**THE INPUT:**
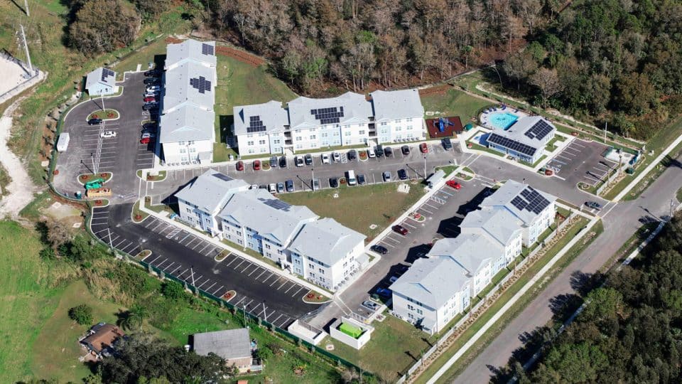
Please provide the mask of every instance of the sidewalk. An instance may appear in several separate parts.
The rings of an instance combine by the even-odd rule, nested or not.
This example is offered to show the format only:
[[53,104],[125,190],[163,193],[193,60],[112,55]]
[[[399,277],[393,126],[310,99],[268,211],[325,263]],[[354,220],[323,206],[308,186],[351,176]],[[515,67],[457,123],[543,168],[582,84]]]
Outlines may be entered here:
[[162,220],[162,221],[163,221],[163,222],[165,222],[165,223],[168,223],[168,224],[170,224],[170,225],[175,225],[175,226],[177,227],[177,228],[183,229],[183,230],[189,232],[190,233],[192,233],[192,234],[194,235],[195,236],[197,236],[197,237],[200,238],[202,240],[205,240],[210,242],[211,244],[212,244],[212,245],[215,245],[215,246],[217,246],[217,247],[220,247],[221,249],[223,249],[223,250],[228,250],[228,251],[229,251],[229,252],[232,252],[232,253],[234,253],[234,254],[235,254],[235,255],[239,255],[239,256],[240,256],[240,257],[244,257],[244,259],[248,260],[250,261],[251,262],[253,262],[253,263],[254,263],[254,264],[256,264],[256,265],[258,265],[259,266],[262,267],[268,270],[269,271],[272,272],[273,273],[276,273],[276,274],[278,274],[279,276],[281,276],[282,277],[285,277],[285,278],[288,279],[290,279],[290,280],[294,280],[294,281],[296,281],[298,284],[300,284],[301,285],[303,285],[303,286],[305,287],[306,288],[308,288],[308,289],[311,289],[311,290],[317,291],[317,292],[318,292],[324,293],[324,294],[325,294],[325,295],[327,295],[327,296],[330,296],[330,297],[332,296],[332,294],[331,294],[330,292],[326,291],[325,289],[323,289],[323,288],[322,288],[322,287],[318,287],[318,286],[316,286],[316,285],[314,285],[314,284],[308,282],[306,281],[306,280],[304,280],[304,279],[300,279],[300,278],[298,278],[297,276],[296,276],[296,275],[294,275],[294,274],[288,274],[284,273],[284,272],[283,272],[282,270],[280,270],[280,269],[278,269],[278,268],[276,268],[275,267],[273,267],[272,265],[270,265],[269,264],[268,264],[268,263],[266,263],[266,262],[264,262],[264,261],[262,261],[262,260],[259,260],[259,259],[256,259],[256,258],[254,257],[253,256],[251,256],[251,255],[249,255],[249,254],[247,254],[247,253],[246,253],[246,252],[242,252],[242,251],[241,251],[241,250],[239,250],[232,248],[232,247],[229,247],[229,246],[227,246],[227,245],[225,245],[224,242],[222,242],[219,241],[217,239],[216,239],[216,238],[212,238],[212,237],[210,237],[210,236],[209,236],[209,235],[206,235],[206,234],[205,234],[205,233],[202,233],[202,232],[199,232],[199,231],[195,230],[195,228],[190,228],[190,227],[186,225],[185,224],[184,224],[184,223],[180,223],[180,222],[179,222],[179,221],[176,221],[176,220],[170,220],[170,219],[168,218],[167,216],[164,216],[164,215],[160,215],[160,214],[154,212],[153,210],[151,210],[147,208],[146,206],[144,206],[144,201],[143,200],[141,200],[141,201],[140,201],[140,210],[141,210],[141,211],[143,211],[143,212],[144,212],[144,213],[148,213],[151,217],[153,217],[154,218],[156,218],[156,219],[157,219],[157,220]]

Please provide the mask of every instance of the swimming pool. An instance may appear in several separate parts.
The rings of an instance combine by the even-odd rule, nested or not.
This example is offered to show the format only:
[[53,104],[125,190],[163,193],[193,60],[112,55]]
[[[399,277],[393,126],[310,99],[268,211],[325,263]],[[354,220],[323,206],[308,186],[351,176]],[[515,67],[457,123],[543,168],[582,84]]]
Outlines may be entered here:
[[507,112],[493,112],[488,114],[488,124],[496,129],[504,129],[516,122],[519,117]]

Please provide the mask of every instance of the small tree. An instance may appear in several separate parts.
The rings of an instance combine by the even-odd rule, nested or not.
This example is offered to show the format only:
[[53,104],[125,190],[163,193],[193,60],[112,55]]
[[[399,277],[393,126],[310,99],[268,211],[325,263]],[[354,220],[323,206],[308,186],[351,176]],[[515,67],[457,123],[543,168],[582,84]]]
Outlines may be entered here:
[[92,324],[92,309],[86,304],[80,304],[69,309],[69,318],[80,325]]

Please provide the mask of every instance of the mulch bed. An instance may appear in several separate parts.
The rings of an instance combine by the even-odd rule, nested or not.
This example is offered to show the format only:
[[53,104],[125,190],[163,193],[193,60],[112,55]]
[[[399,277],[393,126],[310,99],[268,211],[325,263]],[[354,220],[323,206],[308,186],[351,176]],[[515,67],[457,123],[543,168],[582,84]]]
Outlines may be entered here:
[[217,46],[215,47],[215,54],[230,57],[254,67],[258,67],[265,63],[264,59],[258,56],[231,47]]

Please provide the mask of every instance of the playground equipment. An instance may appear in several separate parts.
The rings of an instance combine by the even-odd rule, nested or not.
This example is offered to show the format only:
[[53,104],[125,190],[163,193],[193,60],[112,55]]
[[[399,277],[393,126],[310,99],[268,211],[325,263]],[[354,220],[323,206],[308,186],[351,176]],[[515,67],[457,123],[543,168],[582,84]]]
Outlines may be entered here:
[[438,124],[438,130],[441,132],[445,132],[445,127],[453,127],[455,125],[455,123],[445,117],[439,117],[438,122],[435,124]]
[[95,178],[92,181],[85,183],[85,189],[95,189],[98,188],[102,188],[102,184],[104,182],[104,179],[102,178]]

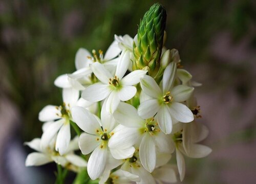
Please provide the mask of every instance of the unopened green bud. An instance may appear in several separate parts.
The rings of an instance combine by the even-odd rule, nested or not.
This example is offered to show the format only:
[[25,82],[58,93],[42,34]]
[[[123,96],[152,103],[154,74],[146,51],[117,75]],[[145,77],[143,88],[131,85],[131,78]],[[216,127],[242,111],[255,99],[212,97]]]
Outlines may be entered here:
[[138,45],[135,42],[133,44],[134,70],[148,66],[150,75],[154,76],[157,73],[164,37],[166,37],[166,19],[165,10],[158,3],[152,6],[144,15],[138,29]]
[[170,61],[178,63],[180,61],[180,55],[179,54],[179,51],[175,49],[173,49],[170,50]]
[[165,68],[170,62],[171,56],[169,50],[166,51],[162,55],[160,60],[160,67]]

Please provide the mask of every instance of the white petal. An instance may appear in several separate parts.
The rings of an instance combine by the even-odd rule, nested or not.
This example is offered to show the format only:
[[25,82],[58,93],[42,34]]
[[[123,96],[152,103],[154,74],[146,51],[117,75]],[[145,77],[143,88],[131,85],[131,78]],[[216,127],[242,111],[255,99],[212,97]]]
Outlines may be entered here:
[[30,147],[30,148],[32,148],[36,151],[41,152],[42,151],[40,147],[40,142],[41,140],[40,139],[35,138],[29,142],[24,143],[24,145],[28,145]]
[[138,174],[140,178],[140,184],[155,184],[155,179],[150,173],[145,170],[143,167],[132,168],[132,172]]
[[77,102],[76,102],[76,105],[82,107],[83,108],[89,107],[94,104],[95,102],[90,102],[88,100],[84,100],[82,98],[80,98]]
[[88,50],[83,48],[80,48],[76,52],[75,59],[75,64],[77,70],[89,66],[91,61],[88,58],[88,56],[91,57],[91,54]]
[[89,86],[82,93],[82,98],[90,102],[98,102],[108,97],[111,90],[109,84],[96,83]]
[[130,53],[127,51],[123,51],[120,56],[120,60],[116,67],[116,76],[122,79],[127,71],[130,64]]
[[118,159],[130,158],[133,156],[135,151],[135,148],[133,147],[126,149],[110,149],[110,152],[113,157]]
[[50,142],[65,122],[65,120],[64,119],[60,119],[53,122],[46,131],[42,133],[41,138],[41,148],[42,149],[45,149],[49,146]]
[[114,158],[109,150],[108,150],[108,157],[106,160],[105,170],[112,170],[116,168],[124,162],[122,159],[117,159]]
[[66,166],[68,163],[68,160],[63,156],[57,155],[52,156],[51,157],[55,163],[61,165],[63,167]]
[[168,183],[177,181],[174,167],[170,164],[156,169],[153,174],[155,178]]
[[140,79],[143,78],[147,71],[137,70],[132,72],[121,80],[121,83],[125,85],[134,85],[140,82]]
[[69,147],[68,147],[68,149],[66,151],[67,154],[70,152],[73,152],[74,151],[76,151],[79,149],[78,141],[79,137],[78,135],[76,136],[70,141],[69,144]]
[[121,167],[121,170],[122,171],[123,174],[124,176],[129,178],[132,181],[136,182],[140,181],[140,178],[139,176],[137,174],[135,174],[135,173],[132,173],[132,170],[129,163],[128,162],[125,162]]
[[105,182],[108,180],[108,179],[109,179],[110,176],[110,171],[111,170],[110,170],[105,169],[102,176],[100,177],[100,179],[99,181],[99,184],[105,183]]
[[162,105],[156,117],[161,130],[165,134],[170,134],[173,129],[173,122],[169,107],[164,104]]
[[118,125],[118,131],[113,130],[114,135],[109,140],[111,148],[126,149],[133,146],[140,140],[140,133],[137,128],[128,128]]
[[186,154],[190,153],[190,145],[191,144],[191,126],[193,122],[183,124],[182,131],[182,144]]
[[147,171],[152,172],[156,167],[156,147],[151,135],[146,133],[140,145],[140,158],[141,164]]
[[65,157],[70,163],[76,166],[80,167],[87,166],[87,162],[82,157],[75,154],[68,154],[66,155]]
[[155,141],[158,151],[160,152],[172,153],[175,149],[174,143],[170,136],[162,132],[156,135]]
[[39,120],[41,122],[53,121],[60,119],[60,117],[57,115],[60,115],[60,112],[56,109],[56,106],[49,105],[45,107],[39,112]]
[[141,127],[144,126],[144,120],[138,115],[135,107],[127,103],[119,103],[113,116],[119,123],[125,126]]
[[172,158],[172,154],[166,153],[157,152],[157,162],[156,168],[166,164]]
[[207,156],[211,152],[211,149],[207,146],[195,144],[190,146],[190,152],[188,156],[191,158],[202,158]]
[[89,110],[75,106],[71,109],[71,113],[74,122],[86,132],[95,134],[97,129],[101,129],[98,121]]
[[58,77],[54,81],[54,85],[60,88],[72,87],[71,84],[69,81],[67,74],[61,75]]
[[118,47],[118,44],[116,41],[114,41],[106,51],[104,56],[104,60],[109,60],[113,59],[120,53],[121,49]]
[[184,157],[178,149],[176,149],[176,159],[178,170],[180,173],[180,180],[182,181],[185,176],[185,171],[186,168]]
[[148,75],[140,79],[140,85],[144,93],[152,97],[158,99],[162,95],[155,80]]
[[120,103],[118,94],[116,91],[112,91],[106,100],[106,110],[108,112],[112,114],[116,110]]
[[164,70],[163,76],[163,92],[169,91],[175,77],[177,71],[176,63],[172,62]]
[[[99,141],[97,141],[99,139]],[[98,136],[91,135],[87,133],[82,133],[79,137],[79,146],[84,155],[89,154],[100,144]]]
[[90,65],[91,68],[97,78],[104,84],[109,83],[109,79],[113,78],[111,74],[106,69],[103,65],[96,62]]
[[173,102],[170,106],[170,113],[175,119],[182,123],[189,123],[194,120],[191,110],[180,103]]
[[139,116],[143,119],[152,118],[159,110],[160,106],[157,99],[148,100],[141,103],[138,108]]
[[174,87],[171,91],[174,101],[181,102],[187,100],[191,96],[194,89],[194,87],[184,85],[179,85]]
[[140,91],[140,102],[142,103],[143,102],[148,100],[152,100],[153,98],[151,96],[146,95],[143,90]]
[[52,160],[47,155],[37,152],[29,154],[26,159],[26,166],[37,166],[52,162]]
[[87,170],[92,180],[102,175],[106,163],[108,150],[97,147],[92,152],[88,160]]
[[103,129],[106,129],[106,131],[109,132],[114,128],[114,127],[116,124],[116,121],[115,120],[113,115],[107,112],[106,103],[106,100],[105,100],[101,107],[100,118],[101,119]]
[[65,153],[68,149],[71,137],[70,125],[69,122],[66,123],[60,128],[56,141],[55,150],[59,152],[60,155]]
[[64,88],[62,90],[63,102],[72,107],[78,100],[79,91],[73,88]]
[[186,84],[192,78],[192,75],[185,70],[178,69],[177,73],[182,84]]
[[120,100],[125,101],[134,97],[137,92],[137,89],[134,86],[123,86],[120,90],[117,93]]
[[44,123],[42,126],[42,132],[45,132],[47,128],[48,128],[49,126],[54,121],[50,121]]

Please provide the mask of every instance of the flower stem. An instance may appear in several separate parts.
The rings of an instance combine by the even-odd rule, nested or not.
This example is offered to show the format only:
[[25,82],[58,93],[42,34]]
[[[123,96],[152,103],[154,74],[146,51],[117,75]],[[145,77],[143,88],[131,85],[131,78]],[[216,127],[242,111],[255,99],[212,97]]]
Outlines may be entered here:
[[58,172],[57,173],[55,184],[63,184],[63,181],[62,176],[62,168],[59,164],[57,164],[57,170]]
[[74,130],[75,130],[77,135],[80,135],[81,134],[81,131],[80,131],[77,125],[72,121],[70,121],[70,124],[71,124],[73,128],[74,128]]

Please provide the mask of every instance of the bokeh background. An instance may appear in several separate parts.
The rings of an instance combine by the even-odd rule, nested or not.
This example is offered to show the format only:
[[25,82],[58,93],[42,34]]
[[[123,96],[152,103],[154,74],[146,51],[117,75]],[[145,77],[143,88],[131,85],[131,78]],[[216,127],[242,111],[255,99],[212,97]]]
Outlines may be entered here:
[[[213,150],[186,158],[184,183],[256,180],[256,2],[159,1],[166,46],[195,81]],[[49,183],[54,164],[26,168],[23,145],[41,134],[38,112],[61,103],[54,79],[75,71],[79,48],[105,51],[115,34],[134,37],[155,1],[0,1],[0,182]],[[70,179],[74,176],[69,175]],[[70,182],[70,181],[68,181]],[[69,183],[69,182],[67,182]]]

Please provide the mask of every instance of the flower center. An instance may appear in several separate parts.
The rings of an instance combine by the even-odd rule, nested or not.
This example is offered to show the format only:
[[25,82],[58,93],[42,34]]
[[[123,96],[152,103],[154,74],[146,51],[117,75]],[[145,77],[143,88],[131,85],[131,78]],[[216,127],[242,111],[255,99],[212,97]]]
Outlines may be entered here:
[[105,182],[106,184],[114,184],[114,181],[112,178],[111,178],[110,177],[108,179],[108,180],[106,181]]
[[60,105],[59,106],[56,106],[55,108],[57,110],[60,110],[60,113],[61,113],[61,114],[57,113],[57,115],[62,118],[66,117],[67,118],[68,118],[70,115],[70,110],[67,107],[70,108],[70,106],[69,104],[68,104],[68,106],[67,106],[65,102],[63,102],[63,104]]
[[169,95],[169,94],[170,91],[168,91],[165,94],[165,95],[162,97],[163,103],[167,104],[173,101],[173,97]]
[[180,131],[175,133],[173,137],[174,141],[176,143],[182,143],[182,131],[181,130]]
[[195,107],[192,109],[191,109],[191,111],[192,111],[192,113],[196,118],[202,118],[202,116],[201,115],[198,115],[198,113],[200,112],[200,106],[197,106],[196,107]]
[[156,128],[155,128],[155,125],[152,124],[147,124],[146,125],[148,131],[152,131],[155,130]]
[[104,133],[101,135],[100,138],[103,141],[108,141],[109,140],[109,136],[108,136],[108,134],[106,133]]
[[133,156],[132,157],[129,158],[129,162],[130,163],[134,163],[137,161],[138,158],[135,156]]
[[109,79],[109,84],[114,87],[118,87],[119,86],[119,79],[115,76],[114,78]]

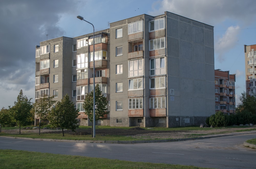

**WHAT THIS TASK INVOLVES:** Copy the lines of the listing above, from the line containing "Please provide the mask of every instance of the flower center." through the end of the listing, inclusive, and leave the pictures out of your copy.

**TASK SOLUTION:**
Please provide the mask of every instance of the flower center. An instance may appear in several separate parts.
The rings of an instance combine by the even-odd rule, nested or not.
This example is offered to show the format only:
[[25,82],[58,93],[42,34]]
[[[123,96],[152,103],[154,74],[146,51],[117,75]],[[145,77],[143,88],[131,85],[131,78]],[[216,127],[242,111],[255,99],[212,97]]]
Outlines may be entered here:
[[105,182],[106,184],[114,184],[114,181],[112,178],[111,178],[110,177],[108,179],[108,180],[106,181]]
[[60,105],[59,106],[56,106],[55,108],[57,110],[60,110],[60,113],[61,113],[61,114],[57,113],[57,115],[62,118],[66,117],[67,118],[68,118],[70,115],[70,110],[67,107],[70,108],[70,106],[69,104],[68,104],[68,106],[67,106],[65,102],[63,102],[63,104]]
[[169,95],[169,94],[170,91],[168,91],[165,94],[165,95],[162,97],[163,103],[167,104],[173,101],[173,97]]
[[180,131],[175,133],[173,137],[174,141],[176,143],[182,143],[182,131],[181,130]]
[[195,107],[192,109],[191,109],[191,111],[192,111],[192,113],[196,118],[202,118],[202,116],[201,115],[198,115],[198,113],[200,112],[200,106],[197,106],[196,107]]
[[156,128],[155,128],[155,125],[152,124],[147,124],[146,125],[148,131],[152,131],[155,130]]
[[104,133],[101,135],[100,138],[103,141],[108,141],[109,140],[109,136],[108,136],[108,134],[106,133]]
[[133,156],[132,157],[129,158],[129,162],[130,163],[134,163],[137,161],[138,158],[135,156]]
[[109,79],[109,84],[114,87],[118,87],[119,86],[119,79],[115,76],[114,78]]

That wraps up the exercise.